(Tasks)
1. List each habit that the passage on scaling a business below tells the reader to stop.
2. According to the passage on scaling a business below, why do most affiliate marketers quit soon after starting?

Many newbies that haven’t made a penny want to get into affiliate marketing because it’s quick, easy and the overheads are low.

They are… providing you already have money to invest and you know what you’re doing. I truth, most affiliate marketers have neither of those things and blow through their advertising budget in a week, thus abandoning their “My journey to a million bucks a week” forum thread and never being heard of again.

Scaling Your Business

So, where did we leave off last time? Oh yeah, you have a skill and you’ve found a profitable application of it.

If you’re here, chances are you’re spending a god-awful amount of hours working. You’re freelancing, building stuff or networking. Those are all hour-intense, and there’s little passive income.

When you get to this point, you can think about two things:

  1. Higher ticket services.
  2. Building out some sort of infrastructure to deal with it all.

Reminder: You can’t skip to this bit. You’re not Trump or Branson. If you try and skip the “getting the skill” bit or “getting the customers” bit, you’re going to have a bad time. I’ve seen so many people try and start content mills, blog empires and affiliate marketing enterprises by hiring out all of the work from the start. Hell, I’ve worked for a ton of them.

If you don’t know what you’re doing and you don’t know how to provide a service, you shouldn’t be thinking about how you’re going to turn that into an empire. Forget Tim Ferriss and other unicorn riders. It’s a lie.

Alright, I’ll stop lecturing like a grandpa.

At this point, you’ve built a business using some skills and you understand the market. This is crucial because it’s your USP. It will come. Even if you’re a freelancer, you’ll find that people come back to you for certain reasons. If you’re writing books, some will be winners and some will be losers.

Here’s where you specify and drive the price up or pivot to something more profitable. The bonus: more money. The problem: you’ll need new skills and to think about things differently.

For instance, stop with the hundreds of projects. Stop taking on clients for lower money because you’re worried about overhead. Stop leaving everything to the last minute. Think as though your output is an assembly line at Walmart or something. That’s how professional you have to be. Robot-like.

This is the secret to the profitable business things.

(Supplied material)
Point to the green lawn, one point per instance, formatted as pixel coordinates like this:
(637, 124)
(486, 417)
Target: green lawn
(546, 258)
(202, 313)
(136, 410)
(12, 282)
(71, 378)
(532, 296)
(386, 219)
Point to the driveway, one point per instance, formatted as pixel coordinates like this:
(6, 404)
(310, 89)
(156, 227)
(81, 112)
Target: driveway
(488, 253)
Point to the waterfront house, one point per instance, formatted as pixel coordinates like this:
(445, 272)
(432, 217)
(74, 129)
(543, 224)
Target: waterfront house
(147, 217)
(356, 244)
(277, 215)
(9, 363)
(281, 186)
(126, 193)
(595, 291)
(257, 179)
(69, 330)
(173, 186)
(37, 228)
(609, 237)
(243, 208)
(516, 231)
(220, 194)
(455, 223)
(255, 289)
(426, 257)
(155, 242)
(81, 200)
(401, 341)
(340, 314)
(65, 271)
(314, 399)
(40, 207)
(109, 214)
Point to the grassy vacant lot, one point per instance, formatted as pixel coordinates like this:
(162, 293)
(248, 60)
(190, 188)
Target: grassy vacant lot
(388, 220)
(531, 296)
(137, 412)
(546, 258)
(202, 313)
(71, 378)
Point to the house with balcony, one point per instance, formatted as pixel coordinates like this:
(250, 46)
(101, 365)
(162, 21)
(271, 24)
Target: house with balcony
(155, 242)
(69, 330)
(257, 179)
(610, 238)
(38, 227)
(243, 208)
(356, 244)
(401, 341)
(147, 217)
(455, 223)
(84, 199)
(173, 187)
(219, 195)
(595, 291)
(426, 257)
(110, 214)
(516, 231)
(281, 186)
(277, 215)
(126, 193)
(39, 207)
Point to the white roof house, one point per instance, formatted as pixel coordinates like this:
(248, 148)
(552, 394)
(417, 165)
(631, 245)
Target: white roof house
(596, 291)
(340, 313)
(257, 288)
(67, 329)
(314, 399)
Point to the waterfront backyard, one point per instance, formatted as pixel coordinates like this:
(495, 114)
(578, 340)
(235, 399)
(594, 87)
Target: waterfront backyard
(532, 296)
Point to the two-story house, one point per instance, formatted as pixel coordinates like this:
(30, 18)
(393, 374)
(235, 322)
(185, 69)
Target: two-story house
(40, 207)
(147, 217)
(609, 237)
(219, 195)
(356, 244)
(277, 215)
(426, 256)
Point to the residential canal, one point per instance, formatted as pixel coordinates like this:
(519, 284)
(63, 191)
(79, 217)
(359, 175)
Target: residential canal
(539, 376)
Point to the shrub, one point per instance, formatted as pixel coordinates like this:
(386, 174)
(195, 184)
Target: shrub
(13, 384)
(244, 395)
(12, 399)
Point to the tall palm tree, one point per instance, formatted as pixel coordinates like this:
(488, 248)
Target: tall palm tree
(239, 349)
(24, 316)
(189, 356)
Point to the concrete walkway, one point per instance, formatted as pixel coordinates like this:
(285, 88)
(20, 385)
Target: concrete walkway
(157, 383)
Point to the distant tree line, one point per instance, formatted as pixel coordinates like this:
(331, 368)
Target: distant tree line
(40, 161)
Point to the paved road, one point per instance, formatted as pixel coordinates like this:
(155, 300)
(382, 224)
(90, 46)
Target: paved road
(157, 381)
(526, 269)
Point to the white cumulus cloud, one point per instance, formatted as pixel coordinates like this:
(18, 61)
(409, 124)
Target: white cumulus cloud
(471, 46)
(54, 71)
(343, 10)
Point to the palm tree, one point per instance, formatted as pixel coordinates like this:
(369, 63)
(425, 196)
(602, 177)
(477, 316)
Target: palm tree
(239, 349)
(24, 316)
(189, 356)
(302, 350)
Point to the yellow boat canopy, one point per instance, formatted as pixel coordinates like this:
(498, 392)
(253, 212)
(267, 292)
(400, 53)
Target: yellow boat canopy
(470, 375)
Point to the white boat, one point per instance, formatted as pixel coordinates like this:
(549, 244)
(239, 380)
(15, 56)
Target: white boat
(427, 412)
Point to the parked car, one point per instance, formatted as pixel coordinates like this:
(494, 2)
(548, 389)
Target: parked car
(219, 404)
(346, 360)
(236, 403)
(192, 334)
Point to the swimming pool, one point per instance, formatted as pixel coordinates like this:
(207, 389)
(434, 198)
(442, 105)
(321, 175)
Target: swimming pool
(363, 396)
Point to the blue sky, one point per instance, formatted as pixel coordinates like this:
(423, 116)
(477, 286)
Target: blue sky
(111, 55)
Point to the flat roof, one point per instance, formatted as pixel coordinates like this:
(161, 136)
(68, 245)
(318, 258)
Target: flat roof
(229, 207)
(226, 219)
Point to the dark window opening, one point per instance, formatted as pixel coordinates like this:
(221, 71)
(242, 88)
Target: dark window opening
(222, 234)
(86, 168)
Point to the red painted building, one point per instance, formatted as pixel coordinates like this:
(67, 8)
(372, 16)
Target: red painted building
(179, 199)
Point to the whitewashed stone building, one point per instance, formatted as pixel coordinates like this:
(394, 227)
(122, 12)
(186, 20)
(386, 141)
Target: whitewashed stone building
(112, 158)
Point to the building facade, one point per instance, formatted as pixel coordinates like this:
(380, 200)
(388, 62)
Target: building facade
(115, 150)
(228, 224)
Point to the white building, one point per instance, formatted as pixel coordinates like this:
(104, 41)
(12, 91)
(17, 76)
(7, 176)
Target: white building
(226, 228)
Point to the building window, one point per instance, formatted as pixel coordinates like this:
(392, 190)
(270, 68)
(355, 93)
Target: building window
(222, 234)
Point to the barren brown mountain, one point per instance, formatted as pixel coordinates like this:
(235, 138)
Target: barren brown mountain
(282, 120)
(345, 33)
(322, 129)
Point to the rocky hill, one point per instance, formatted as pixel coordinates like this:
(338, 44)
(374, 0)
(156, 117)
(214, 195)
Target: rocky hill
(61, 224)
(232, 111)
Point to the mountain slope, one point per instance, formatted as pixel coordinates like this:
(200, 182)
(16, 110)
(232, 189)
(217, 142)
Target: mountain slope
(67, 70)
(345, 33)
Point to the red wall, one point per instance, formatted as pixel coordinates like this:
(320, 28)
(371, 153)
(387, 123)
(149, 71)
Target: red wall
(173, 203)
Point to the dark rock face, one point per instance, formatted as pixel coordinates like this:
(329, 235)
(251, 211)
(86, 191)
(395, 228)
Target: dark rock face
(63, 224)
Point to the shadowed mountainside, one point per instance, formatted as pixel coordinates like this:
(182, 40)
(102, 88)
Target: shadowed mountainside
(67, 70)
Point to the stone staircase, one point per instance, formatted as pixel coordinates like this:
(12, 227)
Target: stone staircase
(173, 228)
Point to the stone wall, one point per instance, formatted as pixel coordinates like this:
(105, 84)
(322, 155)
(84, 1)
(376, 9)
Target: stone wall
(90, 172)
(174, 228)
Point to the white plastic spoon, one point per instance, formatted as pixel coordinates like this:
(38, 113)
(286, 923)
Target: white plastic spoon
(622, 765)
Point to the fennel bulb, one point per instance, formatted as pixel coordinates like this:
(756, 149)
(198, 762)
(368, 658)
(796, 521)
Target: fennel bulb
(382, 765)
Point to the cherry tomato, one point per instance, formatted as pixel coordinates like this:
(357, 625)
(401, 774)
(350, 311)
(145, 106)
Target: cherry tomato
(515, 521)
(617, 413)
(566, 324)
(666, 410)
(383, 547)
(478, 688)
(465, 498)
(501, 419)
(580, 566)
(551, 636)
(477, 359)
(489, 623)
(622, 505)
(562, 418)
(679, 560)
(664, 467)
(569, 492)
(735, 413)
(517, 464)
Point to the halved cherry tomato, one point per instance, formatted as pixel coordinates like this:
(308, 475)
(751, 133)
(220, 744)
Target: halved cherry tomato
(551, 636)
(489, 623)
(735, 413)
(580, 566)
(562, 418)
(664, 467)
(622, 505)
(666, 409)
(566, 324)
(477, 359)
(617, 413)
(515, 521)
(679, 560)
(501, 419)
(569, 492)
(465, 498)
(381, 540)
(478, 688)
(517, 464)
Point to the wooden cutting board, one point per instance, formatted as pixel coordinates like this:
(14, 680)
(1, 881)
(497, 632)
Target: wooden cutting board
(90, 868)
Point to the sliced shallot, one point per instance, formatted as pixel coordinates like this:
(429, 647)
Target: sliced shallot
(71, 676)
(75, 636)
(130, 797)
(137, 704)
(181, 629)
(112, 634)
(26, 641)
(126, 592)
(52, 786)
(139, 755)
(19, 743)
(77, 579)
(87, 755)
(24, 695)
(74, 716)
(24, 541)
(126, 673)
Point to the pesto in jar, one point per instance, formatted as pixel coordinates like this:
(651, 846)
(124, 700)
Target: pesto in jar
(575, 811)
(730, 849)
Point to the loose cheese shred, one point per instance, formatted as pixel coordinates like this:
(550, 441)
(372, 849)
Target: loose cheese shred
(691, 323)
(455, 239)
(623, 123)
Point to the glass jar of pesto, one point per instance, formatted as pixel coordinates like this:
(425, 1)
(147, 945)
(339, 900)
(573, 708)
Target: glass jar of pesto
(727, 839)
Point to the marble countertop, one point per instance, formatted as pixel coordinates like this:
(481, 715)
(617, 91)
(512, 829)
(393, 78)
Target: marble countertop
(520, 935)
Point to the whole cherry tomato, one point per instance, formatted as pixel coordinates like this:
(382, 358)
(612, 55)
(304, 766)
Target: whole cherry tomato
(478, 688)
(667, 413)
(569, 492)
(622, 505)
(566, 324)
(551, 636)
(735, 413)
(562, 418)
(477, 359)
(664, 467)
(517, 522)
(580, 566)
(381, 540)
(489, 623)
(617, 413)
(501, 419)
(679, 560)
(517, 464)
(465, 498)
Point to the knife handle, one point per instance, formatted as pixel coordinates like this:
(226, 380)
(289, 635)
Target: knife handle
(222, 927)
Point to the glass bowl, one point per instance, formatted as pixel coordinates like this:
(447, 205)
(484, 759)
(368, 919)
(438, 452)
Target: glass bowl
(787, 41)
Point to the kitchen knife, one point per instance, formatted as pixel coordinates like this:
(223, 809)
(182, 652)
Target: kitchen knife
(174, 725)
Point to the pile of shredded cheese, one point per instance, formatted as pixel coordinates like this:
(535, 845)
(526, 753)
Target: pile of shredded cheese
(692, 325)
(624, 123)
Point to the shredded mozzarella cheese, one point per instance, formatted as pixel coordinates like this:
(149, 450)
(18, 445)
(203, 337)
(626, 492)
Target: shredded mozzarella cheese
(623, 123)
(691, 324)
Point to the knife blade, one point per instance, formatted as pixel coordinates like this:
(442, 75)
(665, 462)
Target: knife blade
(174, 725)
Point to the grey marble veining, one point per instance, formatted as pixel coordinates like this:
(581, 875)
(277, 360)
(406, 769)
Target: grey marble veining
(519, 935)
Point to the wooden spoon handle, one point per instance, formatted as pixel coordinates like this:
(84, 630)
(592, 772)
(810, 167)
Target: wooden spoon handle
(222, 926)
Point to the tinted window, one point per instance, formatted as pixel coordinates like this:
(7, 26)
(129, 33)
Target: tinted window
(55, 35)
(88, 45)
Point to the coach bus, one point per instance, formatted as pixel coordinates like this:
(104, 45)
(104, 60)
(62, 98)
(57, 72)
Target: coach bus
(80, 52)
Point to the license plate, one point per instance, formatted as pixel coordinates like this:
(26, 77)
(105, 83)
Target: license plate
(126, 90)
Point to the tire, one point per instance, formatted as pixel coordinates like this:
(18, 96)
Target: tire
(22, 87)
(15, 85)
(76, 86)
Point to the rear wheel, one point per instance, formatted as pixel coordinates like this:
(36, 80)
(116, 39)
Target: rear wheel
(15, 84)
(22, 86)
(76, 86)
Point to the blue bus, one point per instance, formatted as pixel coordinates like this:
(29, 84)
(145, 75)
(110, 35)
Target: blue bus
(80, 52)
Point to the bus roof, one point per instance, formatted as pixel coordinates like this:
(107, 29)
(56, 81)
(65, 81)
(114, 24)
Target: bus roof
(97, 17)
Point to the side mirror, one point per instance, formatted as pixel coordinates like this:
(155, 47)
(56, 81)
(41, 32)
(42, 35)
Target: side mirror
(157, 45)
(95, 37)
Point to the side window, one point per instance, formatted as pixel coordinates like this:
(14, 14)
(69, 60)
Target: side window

(Answer set)
1.
- Taking on hundreds of projects
- Taking on clients for lower money out of worry about overhead
- Leaving everything to the last minute

2. Affiliate marketing only works if you already have money to invest and know what you're doing, and most affiliate marketers have neither. As a result, they burn through their advertising budget in a week and abandon their effort.